▶ **WHAT YOU WILL DO**:
Copy out every line below verbatim, in the order given.

▶ **PROVIDED RECORDS**:
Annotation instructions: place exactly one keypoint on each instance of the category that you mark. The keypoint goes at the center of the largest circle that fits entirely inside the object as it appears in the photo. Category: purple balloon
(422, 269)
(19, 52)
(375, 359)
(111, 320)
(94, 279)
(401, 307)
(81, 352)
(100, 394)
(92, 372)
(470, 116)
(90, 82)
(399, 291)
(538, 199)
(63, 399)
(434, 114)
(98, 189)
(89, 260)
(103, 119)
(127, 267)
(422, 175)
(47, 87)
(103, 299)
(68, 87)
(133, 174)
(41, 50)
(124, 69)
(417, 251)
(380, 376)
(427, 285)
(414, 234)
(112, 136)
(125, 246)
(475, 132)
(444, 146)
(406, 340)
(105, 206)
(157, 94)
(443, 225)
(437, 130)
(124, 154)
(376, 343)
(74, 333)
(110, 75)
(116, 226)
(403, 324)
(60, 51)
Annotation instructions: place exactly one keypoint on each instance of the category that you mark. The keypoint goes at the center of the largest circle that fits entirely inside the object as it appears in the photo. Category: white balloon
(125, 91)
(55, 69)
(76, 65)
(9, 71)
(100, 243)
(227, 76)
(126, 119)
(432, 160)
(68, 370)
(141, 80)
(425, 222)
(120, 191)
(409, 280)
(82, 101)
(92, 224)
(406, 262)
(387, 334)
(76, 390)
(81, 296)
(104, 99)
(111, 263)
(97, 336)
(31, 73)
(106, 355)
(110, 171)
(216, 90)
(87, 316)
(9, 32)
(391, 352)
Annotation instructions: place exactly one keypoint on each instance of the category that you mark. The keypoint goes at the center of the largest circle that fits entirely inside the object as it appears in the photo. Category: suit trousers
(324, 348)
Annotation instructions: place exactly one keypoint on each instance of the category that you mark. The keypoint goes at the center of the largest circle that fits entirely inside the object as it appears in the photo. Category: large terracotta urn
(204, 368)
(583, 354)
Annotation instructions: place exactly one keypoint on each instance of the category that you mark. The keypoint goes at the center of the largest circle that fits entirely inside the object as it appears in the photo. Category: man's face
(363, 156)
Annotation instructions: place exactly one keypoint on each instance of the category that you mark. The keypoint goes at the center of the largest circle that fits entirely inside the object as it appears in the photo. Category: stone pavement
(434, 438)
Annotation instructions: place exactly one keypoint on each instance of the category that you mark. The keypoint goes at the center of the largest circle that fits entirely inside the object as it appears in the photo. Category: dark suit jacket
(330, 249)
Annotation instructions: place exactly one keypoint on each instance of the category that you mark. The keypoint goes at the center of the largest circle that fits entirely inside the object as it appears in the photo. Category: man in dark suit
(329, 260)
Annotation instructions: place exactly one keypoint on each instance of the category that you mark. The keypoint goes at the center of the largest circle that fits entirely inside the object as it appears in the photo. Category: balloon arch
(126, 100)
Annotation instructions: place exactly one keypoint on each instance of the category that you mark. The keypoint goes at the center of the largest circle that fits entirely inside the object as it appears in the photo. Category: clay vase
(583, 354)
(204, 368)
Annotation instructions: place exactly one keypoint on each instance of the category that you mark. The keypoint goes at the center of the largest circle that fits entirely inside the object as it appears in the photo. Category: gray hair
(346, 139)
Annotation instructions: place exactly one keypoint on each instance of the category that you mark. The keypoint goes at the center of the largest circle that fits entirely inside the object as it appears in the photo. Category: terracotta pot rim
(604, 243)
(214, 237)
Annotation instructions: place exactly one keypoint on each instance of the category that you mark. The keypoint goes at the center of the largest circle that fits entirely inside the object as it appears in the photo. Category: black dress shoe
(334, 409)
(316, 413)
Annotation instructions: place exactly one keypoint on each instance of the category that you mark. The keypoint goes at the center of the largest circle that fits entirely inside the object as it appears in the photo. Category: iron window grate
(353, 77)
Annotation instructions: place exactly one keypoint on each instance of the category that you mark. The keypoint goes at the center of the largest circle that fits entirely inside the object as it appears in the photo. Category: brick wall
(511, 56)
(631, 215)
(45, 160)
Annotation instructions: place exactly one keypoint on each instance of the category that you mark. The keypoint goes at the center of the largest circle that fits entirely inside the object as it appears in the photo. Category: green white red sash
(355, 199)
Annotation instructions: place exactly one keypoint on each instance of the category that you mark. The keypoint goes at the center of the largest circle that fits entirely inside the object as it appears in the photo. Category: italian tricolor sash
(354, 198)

▶ **EXPECTED ANSWER**:
Annotation instructions: place exactly one keypoint on each instance of the category that you mark. The keypoint goes at the center of the largest circle that fits entirely inside the object as it appears in the photo. Category: purple balloon
(422, 269)
(19, 52)
(375, 359)
(111, 320)
(94, 279)
(401, 307)
(81, 352)
(100, 394)
(92, 372)
(470, 116)
(90, 82)
(399, 291)
(538, 199)
(63, 399)
(434, 114)
(98, 189)
(89, 260)
(103, 119)
(127, 267)
(422, 175)
(47, 87)
(103, 299)
(68, 87)
(133, 174)
(41, 50)
(124, 69)
(417, 251)
(380, 376)
(427, 285)
(414, 234)
(112, 136)
(125, 246)
(475, 132)
(444, 146)
(406, 340)
(105, 206)
(157, 94)
(443, 225)
(437, 130)
(124, 154)
(376, 343)
(74, 333)
(110, 75)
(116, 226)
(403, 324)
(60, 51)
Annotation instructions: place exactly one keypoint on each instance of the category that you mark. The keypoint goes at the center of the largest circle that fits entirely inside the object as it appears in the photo. Category: white balloon
(125, 91)
(55, 69)
(76, 65)
(9, 71)
(100, 243)
(227, 76)
(126, 119)
(432, 160)
(68, 370)
(141, 80)
(425, 222)
(120, 191)
(409, 280)
(82, 101)
(92, 224)
(406, 262)
(387, 334)
(76, 390)
(81, 296)
(104, 99)
(111, 263)
(97, 336)
(31, 73)
(106, 355)
(110, 171)
(216, 90)
(87, 316)
(9, 32)
(391, 352)
Annotation instructions: place exactly one keypoint on each instance of the category that you mark. The keypoint goes at the center of the largest circle that fits entirely inside the object as it appears in the photo. Category: suit trousers
(324, 348)
Annotation instructions: place exactly one keypoint on each instance of the category that you mark. The keypoint goes at the center of the largest circle that fits entirely inside the object as it appears in the photo. Category: large terracotta urn
(204, 368)
(583, 354)
Annotation instructions: place exactly one keypoint on each instance of the category that you mark. The keypoint goes at the center of the largest circle that fits entirely inside the object as it appears in the photo. Category: man's face
(363, 156)
Annotation instructions: place exactly one keypoint on each instance of the category that you mark. The keypoint goes at the center of the largest circle that fits entirely inside the object as it appears in the photo. Category: stone pavement
(434, 438)
Annotation instructions: place exactly one keypoint on each instance of the category that you mark. The keypoint goes at the center of the largest circle that fits entirely inside the object as it appears in the photo. Category: dark suit jacket
(330, 249)
Annotation instructions: place exactly one keypoint on each instance of the category that you mark. The keypoint goes at the center of the largest circle that fits entirely inside the object as it appears in the photo. Category: man in dark suit
(329, 260)
Annotation instructions: place exactly one keypoint on each instance of the category that you mark. The keypoint goes at the center of the largest circle that fits entirely inside the object as it appears in the photo. Category: balloon arch
(126, 100)
Annotation instructions: place exactly one keypoint on each instance of the category that you mark. The keypoint goes at the center of the largest circle that fits entirely inside the object as it appears in the photo. Category: clay vase
(583, 354)
(204, 368)
Annotation instructions: place exactly one keypoint on each instance of the category that you mark. The keypoint goes at the center of the largest circle that fits entirely inside the object as it appears in the photo. Category: gray hair
(346, 139)
Annotation instructions: place exactly one keypoint on each instance of the category that you mark. The keypoint goes at the center of the largest circle that fits entirely inside the object as it appears in the photo. Category: terracotta pot rim
(604, 243)
(214, 237)
Annotation instructions: place exactly one keypoint on each instance of the category that you mark. The keypoint goes at the center of the largest circle that fits entirely inside the object as it appears in the photo. Category: black dress shoe
(334, 409)
(316, 413)
Annotation instructions: place exactly one keypoint on each instance of the category that you mark. The keypoint goes at the center of the largest circle that fits entirely inside the object as it appears in the photo. Category: iron window grate
(353, 77)
Annotation instructions: place exactly one keypoint on each instance of the category that you mark. The keypoint goes at the center of the largest circle that fits entirely inside the object as it appears in the photo. Category: brick wall
(511, 56)
(631, 215)
(45, 160)
Annotation instructions: place exactly one keypoint on each instance of the category that you mark. The keypoint goes at the center of the largest circle that fits entirely inside the object as it appears in the photo. Category: green white red sash
(355, 199)
Annotation instructions: place exactly one keypoint on each instance of the category that you mark. The keypoint goes at the center of the largest circle that fits entirely inside the object as it appears in the photo. Category: italian tricolor sash
(354, 198)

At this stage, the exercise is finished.